[Point-per-instance localization data]
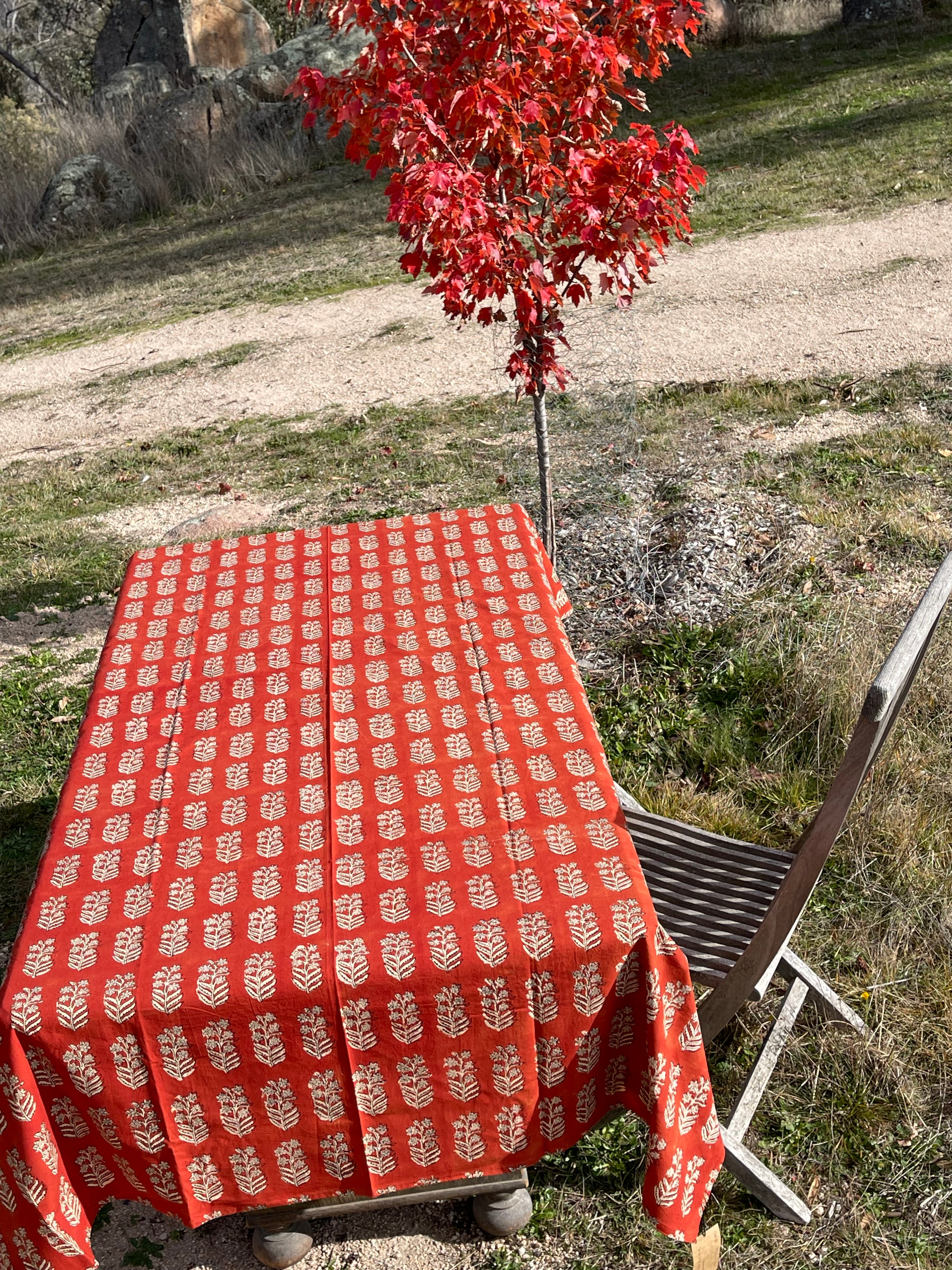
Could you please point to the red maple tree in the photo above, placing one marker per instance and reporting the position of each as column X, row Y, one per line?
column 497, row 121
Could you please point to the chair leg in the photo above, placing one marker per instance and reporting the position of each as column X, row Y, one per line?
column 830, row 1006
column 763, row 1183
column 745, row 1166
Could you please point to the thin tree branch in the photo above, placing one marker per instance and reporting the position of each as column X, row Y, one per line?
column 25, row 70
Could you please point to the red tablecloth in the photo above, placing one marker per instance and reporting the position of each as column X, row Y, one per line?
column 338, row 897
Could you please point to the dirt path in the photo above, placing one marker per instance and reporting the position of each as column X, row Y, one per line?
column 860, row 298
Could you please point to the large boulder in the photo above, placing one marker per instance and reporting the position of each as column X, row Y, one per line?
column 134, row 88
column 269, row 77
column 720, row 25
column 225, row 32
column 88, row 192
column 181, row 35
column 188, row 118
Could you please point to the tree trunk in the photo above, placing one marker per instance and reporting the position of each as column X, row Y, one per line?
column 545, row 472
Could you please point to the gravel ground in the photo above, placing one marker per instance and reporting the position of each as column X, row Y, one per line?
column 869, row 296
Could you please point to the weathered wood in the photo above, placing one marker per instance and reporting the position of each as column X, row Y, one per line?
column 748, row 1103
column 629, row 802
column 902, row 663
column 830, row 1006
column 763, row 1183
column 733, row 906
column 279, row 1218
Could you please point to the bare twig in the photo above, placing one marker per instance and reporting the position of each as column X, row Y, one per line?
column 25, row 70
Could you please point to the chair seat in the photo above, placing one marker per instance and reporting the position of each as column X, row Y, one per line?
column 710, row 892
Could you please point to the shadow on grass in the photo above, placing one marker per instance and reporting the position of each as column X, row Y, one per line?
column 23, row 830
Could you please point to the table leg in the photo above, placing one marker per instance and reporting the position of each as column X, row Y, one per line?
column 280, row 1249
column 501, row 1213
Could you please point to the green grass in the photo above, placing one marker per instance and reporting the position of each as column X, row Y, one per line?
column 842, row 123
column 40, row 718
column 837, row 124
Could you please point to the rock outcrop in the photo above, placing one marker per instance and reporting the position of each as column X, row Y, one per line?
column 720, row 25
column 181, row 35
column 269, row 77
column 87, row 193
column 134, row 88
column 188, row 118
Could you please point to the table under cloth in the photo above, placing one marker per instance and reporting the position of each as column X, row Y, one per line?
column 338, row 897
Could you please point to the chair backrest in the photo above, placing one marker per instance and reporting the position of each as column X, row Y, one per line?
column 880, row 710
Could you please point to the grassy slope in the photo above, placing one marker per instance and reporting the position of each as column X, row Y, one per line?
column 851, row 124
column 817, row 126
column 719, row 727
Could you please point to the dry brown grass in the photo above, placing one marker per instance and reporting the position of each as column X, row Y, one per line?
column 35, row 144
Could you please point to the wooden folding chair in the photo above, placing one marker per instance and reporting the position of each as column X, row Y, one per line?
column 733, row 907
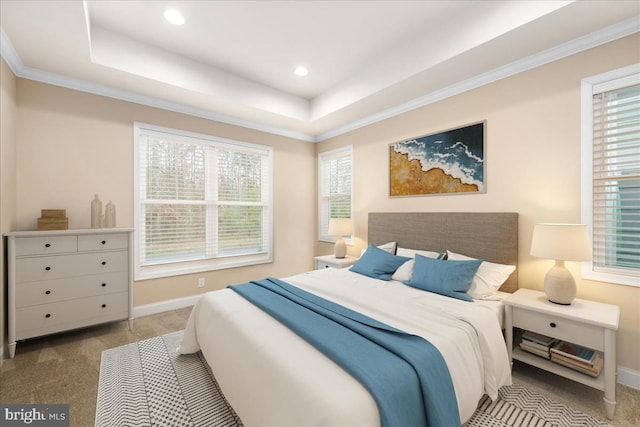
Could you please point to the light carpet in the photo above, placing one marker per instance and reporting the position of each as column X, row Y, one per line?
column 148, row 383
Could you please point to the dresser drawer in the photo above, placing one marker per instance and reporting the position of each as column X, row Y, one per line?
column 60, row 266
column 102, row 242
column 44, row 245
column 559, row 327
column 45, row 292
column 49, row 318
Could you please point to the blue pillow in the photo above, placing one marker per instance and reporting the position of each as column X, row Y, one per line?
column 378, row 264
column 449, row 278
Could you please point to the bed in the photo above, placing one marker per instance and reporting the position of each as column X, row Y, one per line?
column 273, row 377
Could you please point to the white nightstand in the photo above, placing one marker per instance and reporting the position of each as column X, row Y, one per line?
column 587, row 323
column 330, row 261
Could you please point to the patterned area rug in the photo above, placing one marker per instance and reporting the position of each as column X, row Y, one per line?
column 148, row 384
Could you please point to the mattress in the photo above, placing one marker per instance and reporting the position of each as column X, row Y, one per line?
column 272, row 377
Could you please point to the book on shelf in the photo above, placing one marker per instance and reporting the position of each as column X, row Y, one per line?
column 574, row 351
column 538, row 338
column 534, row 350
column 592, row 369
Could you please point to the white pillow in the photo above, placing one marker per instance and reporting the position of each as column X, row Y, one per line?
column 489, row 277
column 387, row 247
column 405, row 271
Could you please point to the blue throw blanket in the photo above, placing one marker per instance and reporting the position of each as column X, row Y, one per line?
column 406, row 375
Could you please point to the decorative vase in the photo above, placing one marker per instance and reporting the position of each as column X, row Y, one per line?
column 96, row 212
column 110, row 215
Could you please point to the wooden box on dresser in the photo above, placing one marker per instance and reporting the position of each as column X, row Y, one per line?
column 67, row 279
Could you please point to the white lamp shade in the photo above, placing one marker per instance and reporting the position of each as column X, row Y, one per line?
column 566, row 242
column 340, row 227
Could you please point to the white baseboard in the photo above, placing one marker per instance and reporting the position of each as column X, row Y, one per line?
column 159, row 307
column 628, row 377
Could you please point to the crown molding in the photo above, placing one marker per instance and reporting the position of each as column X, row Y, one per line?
column 9, row 53
column 15, row 63
column 608, row 34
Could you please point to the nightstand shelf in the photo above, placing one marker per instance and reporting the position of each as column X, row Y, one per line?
column 586, row 323
column 548, row 365
column 330, row 261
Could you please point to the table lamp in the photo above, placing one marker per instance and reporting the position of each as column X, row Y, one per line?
column 340, row 227
column 560, row 242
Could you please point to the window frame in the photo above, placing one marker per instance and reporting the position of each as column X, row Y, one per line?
column 143, row 272
column 346, row 151
column 612, row 275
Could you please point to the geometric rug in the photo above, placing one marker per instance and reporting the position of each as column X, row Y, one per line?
column 148, row 383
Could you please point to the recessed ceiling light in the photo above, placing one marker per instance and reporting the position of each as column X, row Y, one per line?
column 174, row 16
column 301, row 71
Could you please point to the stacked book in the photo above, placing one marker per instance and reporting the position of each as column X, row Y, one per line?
column 537, row 344
column 574, row 356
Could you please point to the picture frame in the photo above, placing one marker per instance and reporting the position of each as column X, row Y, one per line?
column 446, row 162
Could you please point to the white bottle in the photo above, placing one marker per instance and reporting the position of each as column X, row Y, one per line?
column 110, row 215
column 96, row 213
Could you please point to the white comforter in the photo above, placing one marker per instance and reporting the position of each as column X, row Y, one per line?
column 273, row 378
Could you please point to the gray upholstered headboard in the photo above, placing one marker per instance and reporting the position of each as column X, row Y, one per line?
column 489, row 236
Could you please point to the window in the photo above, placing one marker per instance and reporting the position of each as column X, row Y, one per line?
column 334, row 189
column 611, row 174
column 201, row 202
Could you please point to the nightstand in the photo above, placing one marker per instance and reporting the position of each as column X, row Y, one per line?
column 330, row 261
column 587, row 323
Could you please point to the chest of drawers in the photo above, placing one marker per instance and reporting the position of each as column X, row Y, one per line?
column 62, row 280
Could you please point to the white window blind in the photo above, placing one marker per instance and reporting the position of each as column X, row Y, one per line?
column 615, row 178
column 334, row 188
column 202, row 202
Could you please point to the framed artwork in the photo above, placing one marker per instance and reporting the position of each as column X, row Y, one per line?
column 446, row 162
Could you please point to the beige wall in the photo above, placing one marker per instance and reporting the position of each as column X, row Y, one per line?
column 8, row 110
column 71, row 145
column 532, row 159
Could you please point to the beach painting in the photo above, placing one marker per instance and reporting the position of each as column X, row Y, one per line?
column 442, row 163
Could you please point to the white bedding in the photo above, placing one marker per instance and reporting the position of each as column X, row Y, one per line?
column 272, row 377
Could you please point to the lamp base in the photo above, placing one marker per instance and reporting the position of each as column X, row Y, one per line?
column 559, row 285
column 340, row 249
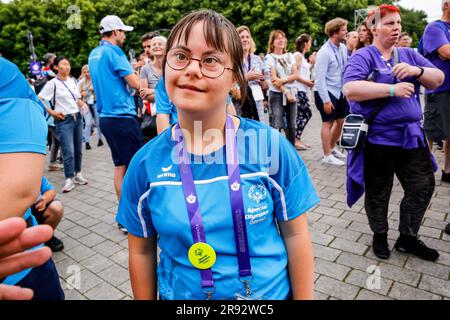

**What you will do**
Leave the images out and print each entry exactly.

**Result for this exercise**
Could you please point to the red maple tree in the photo above, placing one marker per instance and reporting the position of each as column X, row Y, one per line?
column 497, row 121
Could you please point to the chair leg in the photo above, placing one marker per instance and reporting the position of each as column X, row Y, one per line?
column 830, row 1006
column 763, row 1183
column 745, row 1166
Could you please point to the thin tree branch in the photo above, placing one marker per instance and reporting the position of each as column X, row Y, one per line?
column 25, row 70
Could you please point to the red tablecloth in the photo above, placing one marker per instance and reporting the position of each as column X, row Y, one per line?
column 338, row 897
Could you please point to the dirt path in the photo above, placing one marker per instance and reporting the position of each as column X, row Y, one per line?
column 860, row 298
Could you please point to the large boulder in the photo above, placing one marker per instance and reporting the position of each as column X, row Y, one per line?
column 134, row 88
column 269, row 77
column 720, row 25
column 225, row 32
column 88, row 192
column 181, row 35
column 188, row 118
Could you please point to the tree trunk in the photo above, placing one marker per instance and reporting the position of each as column X, row Y, one per line?
column 545, row 472
Could you please point to the gravel ground in the photo above, placing one marker per instance and reporting the position of each as column X, row Y, one per line?
column 869, row 296
Could you please point to the weathered wood in the photo above, placing one marker per instance and reporting the position of each as column X, row Y, one per line?
column 748, row 1103
column 629, row 802
column 902, row 663
column 830, row 1006
column 763, row 1183
column 733, row 906
column 279, row 1218
Could you please point to the bare twig in the photo above, placing one marker per instance and reporting the position of each as column X, row Y, one per line?
column 25, row 70
Could you please point to the chair seat in the photo above, placing one marker per instance and reporting the position of each as column X, row Y, one per line?
column 710, row 892
Could you please point to the shadow on grass in the photo above, placing one marker per instance and reporting the position of each as column X, row Y, one per line?
column 23, row 830
Could you please point to the table leg in the photo above, placing one marker per instance and reporting the position of each as column X, row Y, one per line?
column 280, row 1249
column 501, row 1213
Could you please point to the green grass in the photo above, placing one marker per instance and reporting the position of each as column X, row Y, one per line?
column 842, row 123
column 40, row 718
column 837, row 124
Could you please point to the rock outcrop in the photo above, placing one marker per instance and reporting the position of each as column X, row Y, one per line?
column 720, row 25
column 181, row 35
column 269, row 77
column 87, row 193
column 134, row 88
column 188, row 118
Could you please point to the table under cloth in the photo above, placing one marker per instance and reporting the position of each as column X, row Y, one per line?
column 338, row 897
Could you please point to the chair backrest in the photo above, placing one marker per instance and reporting the position of each as column X, row Y, one per line?
column 880, row 710
Could you please point to the grassy slope in the photo above, placing one marker per instance and reporting the position of each as column X, row Y, one per line?
column 851, row 124
column 817, row 126
column 719, row 727
Could you please point to the dry brown grass in the photo above, placing one marker per instance and reporting the position of each as column X, row Y, one per line?
column 35, row 144
Could you please point to the wooden folding chair in the photo above, placing one marker per instance and reporting the position of each as column X, row Y, one per line?
column 733, row 907
Could you please point to the light carpet in the photo above, placing one marker per instance and reporting the position of each as column X, row Y, one per line?
column 148, row 383
Could you please point to the dresser drawer in the photo above, placing one marker per instance and reporting the position of each as column X, row Y, one per line?
column 60, row 266
column 102, row 242
column 44, row 245
column 559, row 327
column 45, row 292
column 49, row 318
Could you please point to the blue pillow in the photo above, placing one marker per instance and reporting the position of each as column X, row Y, one per line?
column 378, row 264
column 449, row 278
Could you please point to the bed in the photo above, placing one marker per instance and reporting the position of each as column X, row Y, one per line?
column 273, row 377
Could you please point to the white nightstand in the photo above, placing one marker per instance and reporting the position of each as column X, row Y, one per line?
column 587, row 323
column 330, row 261
Could you please point to the patterned area rug in the photo above, placing one marker per instance and reporting the position of each as column X, row Y, one per line?
column 148, row 384
Could you please point to the mattress in the photo above, placing one marker per instance and reporting the position of each as column X, row Y, one per line?
column 272, row 377
Could you please point to the book on shelf in the photo above, placing one marker per instance and reporting the position of each as column X, row Y, one per line?
column 574, row 351
column 538, row 338
column 534, row 350
column 592, row 369
Could you please point to the white pillow in the photo above, placing one marker per instance and reporting the position of each as column X, row Y, one per line?
column 489, row 277
column 387, row 247
column 405, row 271
Could you please point to the blue throw blanket in the photo above, placing one marker per instance and reporting the position of each as column X, row Y, one per line?
column 406, row 375
Could you please point to the decorative vase in the photo above, placing one marker per instance and reporting the position of each as column X, row Y, one per line?
column 96, row 212
column 110, row 215
Could you please point to the wooden box on dresser in the photo above, placing one marker per instance and reporting the position of each as column X, row Y, one per line?
column 67, row 279
Could you please point to the white lamp shade in the photo above, placing one marker per instance and reporting the position of each as column X, row Y, one per line?
column 566, row 242
column 340, row 227
Could you please point to the white baseboard in the photo above, placing one marker per instance and reporting the position of each as column X, row Y, one per line?
column 159, row 307
column 628, row 377
Could you please point to the crown molding in the photo above, placing one marker per instance and reporting the position of each as column X, row Y, one per line?
column 9, row 53
column 15, row 63
column 608, row 34
Could you please point to the nightstand shelf in the photo above, placing one marker per instance and reporting the position of each as column X, row Y, one per line?
column 586, row 323
column 548, row 365
column 330, row 261
Could you please point to the table lamp in the photo above, placing one marker per instance and reporting the position of each as column X, row Y, one per line?
column 340, row 227
column 560, row 242
Could you please point to the window frame in the photo above, placing one marker per instance and reporting the position of each as column X, row Y, one per line?
column 143, row 272
column 346, row 151
column 612, row 275
Could you please point to the geometric rug in the photo above, placing one marker per instance and reporting the position of each as column X, row Y, one per line?
column 148, row 383
Could you please point to the recessed ceiling light in the photo above, placing one marker per instance and reporting the position of each as column X, row Y, one per line?
column 174, row 16
column 301, row 71
Could you please point to the stacked book in the photo above, placing one marker per instance and reporting the position of each as column X, row Y, one per line?
column 537, row 344
column 574, row 356
Could you please point to the picture frame in the photo above, placing one marker per instance and reporting the position of each as column X, row Y, one per line?
column 446, row 162
Could you please point to the white bottle in the photo above, placing one marker per instance and reporting the position of each as column X, row Y, one per line?
column 110, row 215
column 96, row 213
Could you please point to the white comforter in the photo above, placing one marker per instance and reporting the position of each as column X, row Y, one per line?
column 273, row 378
Could you please point to the gray upholstered headboard in the photo above, placing one marker per instance and reporting the position of each as column X, row Y, one per line?
column 489, row 236
Could you please point to the window in the photo above, placing one marker per instance and reporting the position of each as column X, row Y, one per line?
column 334, row 189
column 611, row 174
column 201, row 202
Could you please point to the nightstand in the photo above, placing one marker per instance and reporting the position of each as column X, row Y, one per line?
column 330, row 261
column 587, row 323
Could you please point to the chest of drawers in the photo above, placing one marker per instance and reporting the position of each as column X, row Y, one per line?
column 62, row 280
Could you please point to the white window blind in the photo above, placing one marker per instance and reporting the position of each as column X, row Y, one per line?
column 615, row 178
column 334, row 188
column 202, row 202
Could you please point to the framed artwork in the photo above, placing one marker per instance and reporting the position of each as column X, row Y, one per line?
column 446, row 162
Could you please point to the beige wall in the photo above, placing one marker per instance and reporting the position of each as column X, row Y, one per line?
column 8, row 110
column 71, row 145
column 532, row 159
Could you please point to the beach painting in the photo above, placing one marker per instance and reporting the position of each as column X, row Y, one per line?
column 442, row 163
Could you please point to the white bedding in the photo above, placing one marker per instance and reporting the position of each as column X, row Y, one per line?
column 272, row 377
Could you please point to the lamp base in the photo above, placing one marker per instance and reporting the position of each as column X, row Y, one per line?
column 559, row 285
column 340, row 249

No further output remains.